The request: Write out the entries below again, with "Locate" in place of "Identify" wherever it occurs and nothing else altered.

A run of entries:
══════

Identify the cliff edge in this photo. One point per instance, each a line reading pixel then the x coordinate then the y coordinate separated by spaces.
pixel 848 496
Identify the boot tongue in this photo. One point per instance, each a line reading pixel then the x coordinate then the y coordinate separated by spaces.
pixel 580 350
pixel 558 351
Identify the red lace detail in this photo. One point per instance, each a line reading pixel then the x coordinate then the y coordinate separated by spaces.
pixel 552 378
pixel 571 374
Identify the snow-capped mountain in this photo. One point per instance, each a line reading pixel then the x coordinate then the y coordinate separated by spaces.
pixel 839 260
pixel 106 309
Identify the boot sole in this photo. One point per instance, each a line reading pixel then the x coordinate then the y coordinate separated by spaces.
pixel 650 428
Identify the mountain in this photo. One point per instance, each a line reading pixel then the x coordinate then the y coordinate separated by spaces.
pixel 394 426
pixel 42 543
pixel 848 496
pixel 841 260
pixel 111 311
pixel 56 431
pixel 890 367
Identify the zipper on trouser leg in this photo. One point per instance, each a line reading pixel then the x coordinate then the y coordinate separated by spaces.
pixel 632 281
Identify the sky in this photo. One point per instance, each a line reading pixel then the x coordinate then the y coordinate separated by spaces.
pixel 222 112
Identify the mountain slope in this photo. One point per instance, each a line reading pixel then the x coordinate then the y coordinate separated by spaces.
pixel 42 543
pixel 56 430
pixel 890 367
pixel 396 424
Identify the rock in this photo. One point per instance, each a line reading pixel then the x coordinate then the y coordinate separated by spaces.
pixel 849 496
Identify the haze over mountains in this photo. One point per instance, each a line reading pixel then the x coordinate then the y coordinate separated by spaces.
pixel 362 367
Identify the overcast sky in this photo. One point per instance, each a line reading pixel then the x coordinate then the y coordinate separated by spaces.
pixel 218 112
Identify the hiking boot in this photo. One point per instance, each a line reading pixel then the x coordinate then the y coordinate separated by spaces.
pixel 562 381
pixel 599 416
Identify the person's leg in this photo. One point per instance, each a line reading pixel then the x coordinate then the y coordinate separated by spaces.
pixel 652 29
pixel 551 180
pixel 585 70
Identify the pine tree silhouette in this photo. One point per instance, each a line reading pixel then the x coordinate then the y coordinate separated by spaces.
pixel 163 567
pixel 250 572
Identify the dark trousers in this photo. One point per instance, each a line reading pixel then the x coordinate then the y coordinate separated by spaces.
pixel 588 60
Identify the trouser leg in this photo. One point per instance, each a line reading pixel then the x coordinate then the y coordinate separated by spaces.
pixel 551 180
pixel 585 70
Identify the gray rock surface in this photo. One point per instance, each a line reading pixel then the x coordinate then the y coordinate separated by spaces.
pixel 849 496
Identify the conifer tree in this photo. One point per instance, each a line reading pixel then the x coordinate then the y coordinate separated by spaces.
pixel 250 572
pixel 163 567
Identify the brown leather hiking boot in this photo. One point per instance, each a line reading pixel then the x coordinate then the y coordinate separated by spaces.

══════

Written solution:
Locate the cliff edge in this photo. One point per instance, each a line reading pixel then the x coordinate then the y coordinate separated by spaces.
pixel 848 496
Locate the boot tongue in this photo. One point per instance, each a line reading pixel then the x coordinate then the y coordinate separated by spaces.
pixel 580 350
pixel 558 351
Locate the red lace detail in this photo. One point per instance, each a line reading pixel then the x coordinate then the y coordinate separated by spaces.
pixel 552 378
pixel 571 374
Locate the snow-capped mountain in this photo. One point per instance, each a line reading pixel then the x coordinate then the y coordinate separated by spaces.
pixel 839 260
pixel 106 309
Locate the boot sole in this photo. One point per instance, each a line reading pixel then the x coordinate then the y coordinate separated by spaces.
pixel 650 428
Locate the mountain in this photo. One point per instance, each a line reading pixel then the x coordinate then the y coordinate separated by spaces.
pixel 394 426
pixel 42 543
pixel 848 496
pixel 841 260
pixel 111 311
pixel 56 431
pixel 890 367
Locate the zipper on trouser leg in this photo. One point per instance, each a line reading pixel then the x coordinate then the y coordinate separated by spaces.
pixel 632 281
Locate the sky in this photo. One point per instance, each a line reading pixel then the x coordinate then the y coordinate separated by spaces.
pixel 222 112
Locate the mountain slope in this photo. One point per instance, each a line reading pixel then the x coordinate then the y coordinate separated by spaces.
pixel 42 543
pixel 56 430
pixel 890 367
pixel 396 424
Locate the rock in this photo. One point per instance, each a line reading pixel then the x coordinate then the y coordinate separated by spaces.
pixel 849 496
Locate the haze over mountains in this photo. One point per instance, each a line reading pixel then the x coordinate then the y coordinate separated by spaces.
pixel 362 367
Locate the overcast sky in this photo. One point per instance, each a line reading pixel then the x coordinate then the y coordinate separated by spaces.
pixel 218 112
Locate the hiking boot in this photo. One point per instance, each a line reading pixel then the x coordinate then the y coordinate separated by spaces.
pixel 562 381
pixel 599 416
Locate the person's leg in this photo. One point per instance, each a line reading pixel then the x coordinate then the y coordinate separated by spaces.
pixel 652 29
pixel 551 180
pixel 585 70
Locate the pine tree silhouette in this photo. One point per instance, each a line reading pixel then the x coordinate then the y coordinate separated by spaces.
pixel 163 567
pixel 250 572
Locate the dark trousers in this photo. One point per instance, each a line reading pixel then the x coordinate then the y coordinate separated by spaces.
pixel 588 60
Locate the trouser leg in this photo. One point per instance, each a line reading pixel then the x coordinate then the y coordinate separated by spaces.
pixel 551 180
pixel 585 70
Locate the gray rock surface in this photo. One point per instance, each a line reading pixel then the x coordinate then the y coordinate separated by spaces.
pixel 849 496
Locate the conifer tree in this photo. One point per instance, each a line reading pixel then the x coordinate then the y coordinate separated by spaces.
pixel 250 572
pixel 163 567
Locate the brown leather hiking boot in this photo. One point per instance, each a line reading pixel then the x coordinate then the y coordinate separated by spaces.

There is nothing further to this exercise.